- [Aim]:
Rewrite everything from the start of the rows down to the line containing "<point>588,594</point>", putting "flower disk" in place of "flower center" and changing nothing else. Leave the pictures out of your answer.

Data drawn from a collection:

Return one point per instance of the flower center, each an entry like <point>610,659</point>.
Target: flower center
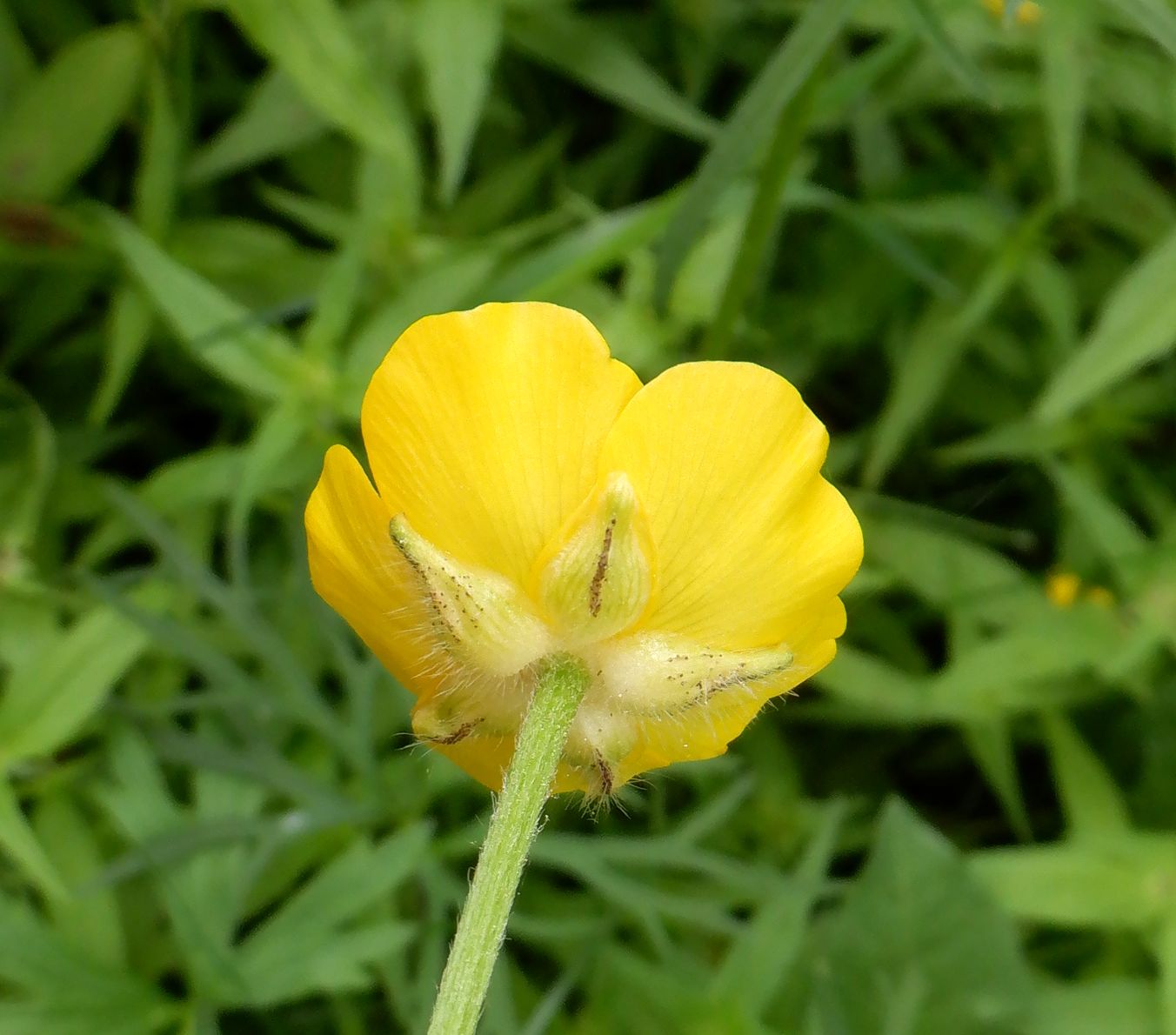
<point>588,594</point>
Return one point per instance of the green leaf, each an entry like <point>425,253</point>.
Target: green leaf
<point>1138,326</point>
<point>1066,60</point>
<point>580,253</point>
<point>1092,801</point>
<point>300,949</point>
<point>1116,884</point>
<point>918,938</point>
<point>27,464</point>
<point>65,992</point>
<point>939,344</point>
<point>17,63</point>
<point>605,63</point>
<point>274,120</point>
<point>959,63</point>
<point>52,697</point>
<point>745,132</point>
<point>1153,17</point>
<point>219,333</point>
<point>758,960</point>
<point>311,42</point>
<point>784,150</point>
<point>89,918</point>
<point>20,844</point>
<point>457,43</point>
<point>1103,1005</point>
<point>63,117</point>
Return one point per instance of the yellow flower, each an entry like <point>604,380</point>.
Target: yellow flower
<point>1063,590</point>
<point>1026,12</point>
<point>533,497</point>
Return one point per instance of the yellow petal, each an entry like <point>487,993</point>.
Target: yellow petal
<point>357,568</point>
<point>705,731</point>
<point>752,543</point>
<point>484,427</point>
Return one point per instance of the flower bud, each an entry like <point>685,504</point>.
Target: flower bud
<point>481,618</point>
<point>597,580</point>
<point>655,674</point>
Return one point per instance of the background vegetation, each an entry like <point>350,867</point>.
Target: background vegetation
<point>954,230</point>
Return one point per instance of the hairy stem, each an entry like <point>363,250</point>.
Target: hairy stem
<point>528,782</point>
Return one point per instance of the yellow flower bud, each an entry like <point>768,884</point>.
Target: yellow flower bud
<point>484,620</point>
<point>600,578</point>
<point>653,674</point>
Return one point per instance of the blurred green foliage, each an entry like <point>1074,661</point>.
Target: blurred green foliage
<point>954,230</point>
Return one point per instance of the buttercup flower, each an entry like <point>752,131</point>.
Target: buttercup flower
<point>1025,10</point>
<point>531,497</point>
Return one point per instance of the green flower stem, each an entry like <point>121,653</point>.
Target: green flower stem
<point>528,782</point>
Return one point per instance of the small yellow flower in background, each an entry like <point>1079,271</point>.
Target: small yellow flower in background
<point>1026,12</point>
<point>533,497</point>
<point>1062,588</point>
<point>1065,588</point>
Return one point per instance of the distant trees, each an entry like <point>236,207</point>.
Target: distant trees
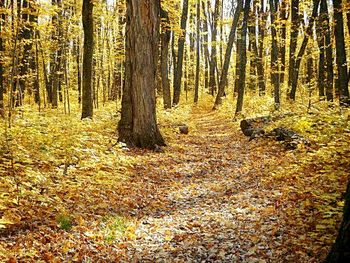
<point>242,58</point>
<point>138,124</point>
<point>342,78</point>
<point>2,51</point>
<point>180,54</point>
<point>87,103</point>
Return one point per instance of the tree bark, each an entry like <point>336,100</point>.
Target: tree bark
<point>226,65</point>
<point>283,18</point>
<point>138,125</point>
<point>295,70</point>
<point>180,56</point>
<point>205,47</point>
<point>275,76</point>
<point>243,59</point>
<point>325,69</point>
<point>295,23</point>
<point>2,51</point>
<point>87,102</point>
<point>342,81</point>
<point>165,40</point>
<point>213,61</point>
<point>261,37</point>
<point>196,87</point>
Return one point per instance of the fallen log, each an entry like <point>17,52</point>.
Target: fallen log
<point>254,128</point>
<point>290,138</point>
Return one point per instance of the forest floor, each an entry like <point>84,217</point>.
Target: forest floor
<point>212,196</point>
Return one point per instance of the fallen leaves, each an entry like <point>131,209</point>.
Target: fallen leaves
<point>210,197</point>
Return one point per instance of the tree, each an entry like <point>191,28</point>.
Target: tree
<point>275,76</point>
<point>165,40</point>
<point>138,125</point>
<point>213,54</point>
<point>196,88</point>
<point>180,54</point>
<point>342,81</point>
<point>2,50</point>
<point>297,61</point>
<point>87,103</point>
<point>242,58</point>
<point>325,69</point>
<point>260,57</point>
<point>224,71</point>
<point>295,22</point>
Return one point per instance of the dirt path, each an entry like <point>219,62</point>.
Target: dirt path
<point>210,197</point>
<point>208,201</point>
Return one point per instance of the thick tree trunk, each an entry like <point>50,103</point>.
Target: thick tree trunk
<point>196,87</point>
<point>213,61</point>
<point>295,22</point>
<point>261,37</point>
<point>224,71</point>
<point>242,59</point>
<point>2,51</point>
<point>325,69</point>
<point>205,47</point>
<point>275,75</point>
<point>87,102</point>
<point>165,40</point>
<point>282,53</point>
<point>295,70</point>
<point>340,252</point>
<point>342,81</point>
<point>180,56</point>
<point>138,125</point>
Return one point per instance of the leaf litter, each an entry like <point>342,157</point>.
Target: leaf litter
<point>211,197</point>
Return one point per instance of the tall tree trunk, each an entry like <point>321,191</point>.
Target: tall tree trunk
<point>342,81</point>
<point>213,61</point>
<point>205,47</point>
<point>88,26</point>
<point>274,57</point>
<point>325,70</point>
<point>226,65</point>
<point>180,56</point>
<point>295,70</point>
<point>283,19</point>
<point>295,23</point>
<point>2,51</point>
<point>165,40</point>
<point>261,37</point>
<point>243,59</point>
<point>196,86</point>
<point>138,125</point>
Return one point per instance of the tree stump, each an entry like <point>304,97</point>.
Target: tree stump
<point>183,129</point>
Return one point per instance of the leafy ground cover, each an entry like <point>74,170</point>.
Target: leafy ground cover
<point>70,192</point>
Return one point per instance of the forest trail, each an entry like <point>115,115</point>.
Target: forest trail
<point>207,202</point>
<point>211,196</point>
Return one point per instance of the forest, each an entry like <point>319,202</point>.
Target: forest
<point>174,131</point>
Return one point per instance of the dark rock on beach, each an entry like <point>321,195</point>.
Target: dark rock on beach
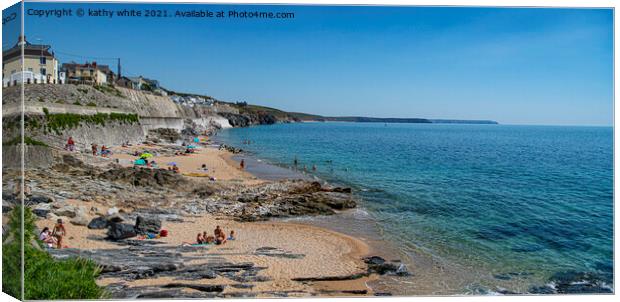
<point>145,225</point>
<point>98,223</point>
<point>118,231</point>
<point>380,266</point>
<point>146,177</point>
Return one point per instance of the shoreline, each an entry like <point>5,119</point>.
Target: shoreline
<point>329,259</point>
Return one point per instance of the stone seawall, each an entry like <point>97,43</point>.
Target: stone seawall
<point>111,134</point>
<point>34,157</point>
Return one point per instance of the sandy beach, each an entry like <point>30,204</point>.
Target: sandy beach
<point>323,253</point>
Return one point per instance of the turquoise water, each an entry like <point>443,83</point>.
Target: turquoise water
<point>530,200</point>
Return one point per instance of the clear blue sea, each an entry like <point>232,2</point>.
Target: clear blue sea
<point>512,202</point>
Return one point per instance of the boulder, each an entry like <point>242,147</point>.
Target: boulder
<point>6,206</point>
<point>40,212</point>
<point>379,266</point>
<point>118,231</point>
<point>98,223</point>
<point>146,225</point>
<point>112,211</point>
<point>81,217</point>
<point>79,220</point>
<point>35,199</point>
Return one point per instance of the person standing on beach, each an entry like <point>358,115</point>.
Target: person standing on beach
<point>59,232</point>
<point>70,144</point>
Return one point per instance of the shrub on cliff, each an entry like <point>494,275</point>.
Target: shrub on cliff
<point>44,277</point>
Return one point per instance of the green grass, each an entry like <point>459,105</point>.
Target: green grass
<point>57,122</point>
<point>27,140</point>
<point>44,277</point>
<point>109,89</point>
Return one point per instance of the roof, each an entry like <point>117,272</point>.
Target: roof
<point>103,68</point>
<point>29,50</point>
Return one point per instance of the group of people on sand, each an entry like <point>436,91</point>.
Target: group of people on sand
<point>104,151</point>
<point>54,237</point>
<point>218,237</point>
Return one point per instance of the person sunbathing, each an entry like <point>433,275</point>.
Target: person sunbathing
<point>200,239</point>
<point>220,236</point>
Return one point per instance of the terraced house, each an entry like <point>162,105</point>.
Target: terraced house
<point>40,65</point>
<point>88,73</point>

- [Worked answer]:
Return one point per instance of the flower disk, each an entry like <point>610,659</point>.
Target: flower disk
<point>588,594</point>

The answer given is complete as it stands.